### TASK DETAILS
Extract every line of the data below that contains the word "distant", matching case exactly.

### DATA FOR THIS TASK
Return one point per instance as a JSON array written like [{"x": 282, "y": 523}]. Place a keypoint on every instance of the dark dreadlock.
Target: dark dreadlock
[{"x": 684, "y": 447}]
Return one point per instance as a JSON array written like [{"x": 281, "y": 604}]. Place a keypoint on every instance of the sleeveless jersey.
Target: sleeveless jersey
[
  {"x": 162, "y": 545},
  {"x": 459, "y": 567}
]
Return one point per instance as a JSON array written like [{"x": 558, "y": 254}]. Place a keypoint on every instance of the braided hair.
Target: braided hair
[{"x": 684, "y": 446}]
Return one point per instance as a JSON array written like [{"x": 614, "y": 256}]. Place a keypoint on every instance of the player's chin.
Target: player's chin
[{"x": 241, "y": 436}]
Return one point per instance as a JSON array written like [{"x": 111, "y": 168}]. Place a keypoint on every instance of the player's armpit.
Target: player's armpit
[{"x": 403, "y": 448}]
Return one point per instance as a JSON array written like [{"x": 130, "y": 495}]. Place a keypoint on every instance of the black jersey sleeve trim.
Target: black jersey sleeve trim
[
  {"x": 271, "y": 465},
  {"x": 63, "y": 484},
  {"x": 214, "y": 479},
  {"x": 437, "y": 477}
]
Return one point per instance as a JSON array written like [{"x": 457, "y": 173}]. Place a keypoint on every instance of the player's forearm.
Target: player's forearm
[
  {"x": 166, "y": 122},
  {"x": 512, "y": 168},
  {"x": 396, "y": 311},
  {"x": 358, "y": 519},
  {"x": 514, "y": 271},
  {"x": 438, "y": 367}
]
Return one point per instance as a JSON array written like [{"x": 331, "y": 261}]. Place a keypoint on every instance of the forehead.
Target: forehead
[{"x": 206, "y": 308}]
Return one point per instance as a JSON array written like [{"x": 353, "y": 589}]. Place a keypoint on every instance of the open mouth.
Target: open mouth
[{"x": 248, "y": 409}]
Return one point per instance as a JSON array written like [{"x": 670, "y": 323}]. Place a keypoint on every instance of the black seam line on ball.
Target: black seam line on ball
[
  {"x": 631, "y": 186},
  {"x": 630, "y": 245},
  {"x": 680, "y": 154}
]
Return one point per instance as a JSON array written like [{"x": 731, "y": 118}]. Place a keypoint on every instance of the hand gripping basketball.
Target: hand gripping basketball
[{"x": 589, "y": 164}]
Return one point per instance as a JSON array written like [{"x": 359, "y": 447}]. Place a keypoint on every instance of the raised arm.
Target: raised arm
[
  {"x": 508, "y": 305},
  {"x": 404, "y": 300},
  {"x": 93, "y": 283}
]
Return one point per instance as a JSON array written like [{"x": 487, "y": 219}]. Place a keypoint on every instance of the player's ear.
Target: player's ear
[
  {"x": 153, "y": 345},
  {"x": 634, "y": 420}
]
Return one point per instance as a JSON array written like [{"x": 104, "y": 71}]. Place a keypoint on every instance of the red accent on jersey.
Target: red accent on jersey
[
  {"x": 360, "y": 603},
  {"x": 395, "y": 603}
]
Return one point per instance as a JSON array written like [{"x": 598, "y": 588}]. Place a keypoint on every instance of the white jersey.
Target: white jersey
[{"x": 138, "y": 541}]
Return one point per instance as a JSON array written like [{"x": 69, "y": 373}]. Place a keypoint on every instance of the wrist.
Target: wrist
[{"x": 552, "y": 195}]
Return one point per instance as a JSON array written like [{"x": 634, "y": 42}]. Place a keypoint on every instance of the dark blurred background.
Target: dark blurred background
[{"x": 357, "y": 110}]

---

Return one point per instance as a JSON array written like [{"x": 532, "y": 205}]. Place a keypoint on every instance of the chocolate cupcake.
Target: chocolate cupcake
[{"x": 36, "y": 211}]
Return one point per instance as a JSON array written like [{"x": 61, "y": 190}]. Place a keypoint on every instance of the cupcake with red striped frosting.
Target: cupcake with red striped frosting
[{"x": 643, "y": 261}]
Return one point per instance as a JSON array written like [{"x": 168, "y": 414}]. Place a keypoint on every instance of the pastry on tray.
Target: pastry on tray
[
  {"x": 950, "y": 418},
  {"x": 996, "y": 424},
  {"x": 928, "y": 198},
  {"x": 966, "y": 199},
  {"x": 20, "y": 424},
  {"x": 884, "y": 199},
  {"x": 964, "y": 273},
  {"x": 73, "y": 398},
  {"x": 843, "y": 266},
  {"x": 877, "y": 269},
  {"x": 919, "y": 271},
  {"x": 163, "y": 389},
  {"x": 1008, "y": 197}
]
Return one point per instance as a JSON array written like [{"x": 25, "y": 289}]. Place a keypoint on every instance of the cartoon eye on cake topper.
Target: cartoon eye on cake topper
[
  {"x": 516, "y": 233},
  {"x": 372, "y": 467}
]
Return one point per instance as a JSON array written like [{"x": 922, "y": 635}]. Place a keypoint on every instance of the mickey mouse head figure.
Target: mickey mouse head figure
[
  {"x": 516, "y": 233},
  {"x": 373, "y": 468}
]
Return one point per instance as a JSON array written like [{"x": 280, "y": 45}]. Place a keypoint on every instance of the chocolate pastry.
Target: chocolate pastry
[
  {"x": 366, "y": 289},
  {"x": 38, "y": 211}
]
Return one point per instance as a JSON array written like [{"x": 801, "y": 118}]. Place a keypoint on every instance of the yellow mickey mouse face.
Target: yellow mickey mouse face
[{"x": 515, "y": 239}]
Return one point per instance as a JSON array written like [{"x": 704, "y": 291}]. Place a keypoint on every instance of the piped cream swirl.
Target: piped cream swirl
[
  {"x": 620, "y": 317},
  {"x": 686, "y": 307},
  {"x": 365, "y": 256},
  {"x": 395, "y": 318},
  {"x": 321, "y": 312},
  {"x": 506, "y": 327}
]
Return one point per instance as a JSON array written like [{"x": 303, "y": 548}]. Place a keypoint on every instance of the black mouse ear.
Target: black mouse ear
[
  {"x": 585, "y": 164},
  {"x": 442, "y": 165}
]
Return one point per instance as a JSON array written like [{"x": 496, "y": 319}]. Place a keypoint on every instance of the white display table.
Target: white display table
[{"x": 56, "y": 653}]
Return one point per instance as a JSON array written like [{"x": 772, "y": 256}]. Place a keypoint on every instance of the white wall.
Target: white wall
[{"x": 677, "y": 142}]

--

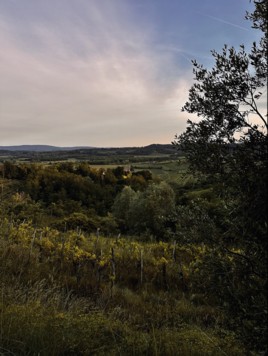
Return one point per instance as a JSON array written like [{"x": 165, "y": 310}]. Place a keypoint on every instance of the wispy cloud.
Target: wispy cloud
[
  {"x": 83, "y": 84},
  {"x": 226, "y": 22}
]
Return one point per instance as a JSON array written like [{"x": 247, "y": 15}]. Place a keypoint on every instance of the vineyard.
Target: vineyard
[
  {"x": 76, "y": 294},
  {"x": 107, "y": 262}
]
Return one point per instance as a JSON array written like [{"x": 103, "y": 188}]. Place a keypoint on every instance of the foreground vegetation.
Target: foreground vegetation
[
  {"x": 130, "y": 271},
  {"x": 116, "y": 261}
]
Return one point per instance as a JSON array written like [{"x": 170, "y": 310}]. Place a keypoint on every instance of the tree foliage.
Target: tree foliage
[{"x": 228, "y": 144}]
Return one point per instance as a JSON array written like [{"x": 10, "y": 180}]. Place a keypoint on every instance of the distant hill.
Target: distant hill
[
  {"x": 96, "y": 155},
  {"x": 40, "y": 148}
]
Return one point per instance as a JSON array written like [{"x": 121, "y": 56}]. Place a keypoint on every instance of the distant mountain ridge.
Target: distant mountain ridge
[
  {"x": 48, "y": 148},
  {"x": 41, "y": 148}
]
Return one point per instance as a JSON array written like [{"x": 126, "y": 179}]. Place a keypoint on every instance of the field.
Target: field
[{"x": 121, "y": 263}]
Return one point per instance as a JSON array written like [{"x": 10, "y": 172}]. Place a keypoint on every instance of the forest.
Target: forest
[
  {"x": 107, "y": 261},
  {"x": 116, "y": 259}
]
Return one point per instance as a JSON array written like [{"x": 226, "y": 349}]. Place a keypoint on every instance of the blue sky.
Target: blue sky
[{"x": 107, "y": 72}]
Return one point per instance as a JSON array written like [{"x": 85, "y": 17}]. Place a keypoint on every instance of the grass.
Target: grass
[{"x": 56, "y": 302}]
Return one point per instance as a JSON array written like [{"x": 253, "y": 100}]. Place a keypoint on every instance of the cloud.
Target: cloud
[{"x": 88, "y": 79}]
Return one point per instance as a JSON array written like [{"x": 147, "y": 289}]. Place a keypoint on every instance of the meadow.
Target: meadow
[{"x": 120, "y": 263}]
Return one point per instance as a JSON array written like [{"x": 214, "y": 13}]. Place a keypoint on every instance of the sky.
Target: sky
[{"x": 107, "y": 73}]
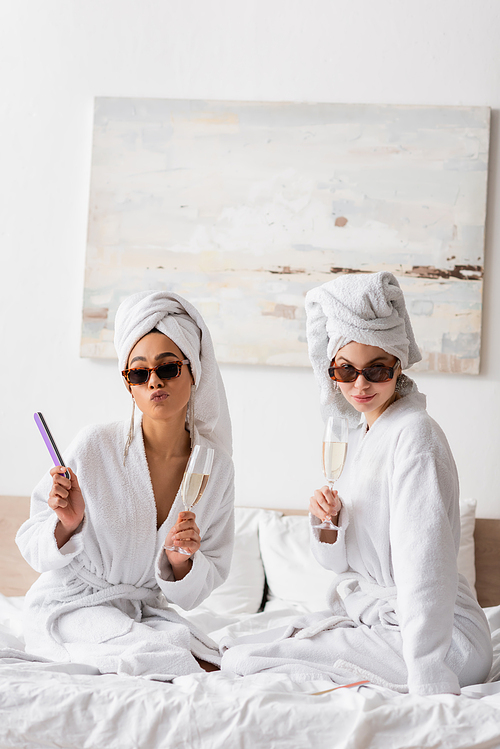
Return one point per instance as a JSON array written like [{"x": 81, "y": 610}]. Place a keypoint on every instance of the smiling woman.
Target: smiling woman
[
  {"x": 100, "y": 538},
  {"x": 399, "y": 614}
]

### REPLY TO THE EXERCISE
Return one point per instance as a JSON array written like [{"x": 10, "y": 180}]. Place a keypoint on every instance of the distant hill.
Target: distant hill
Return one point per instance as a JSON array written like [{"x": 121, "y": 56}]. Place a keypoint on every instance of the distant mountain ridge.
Target: distant mountain ridge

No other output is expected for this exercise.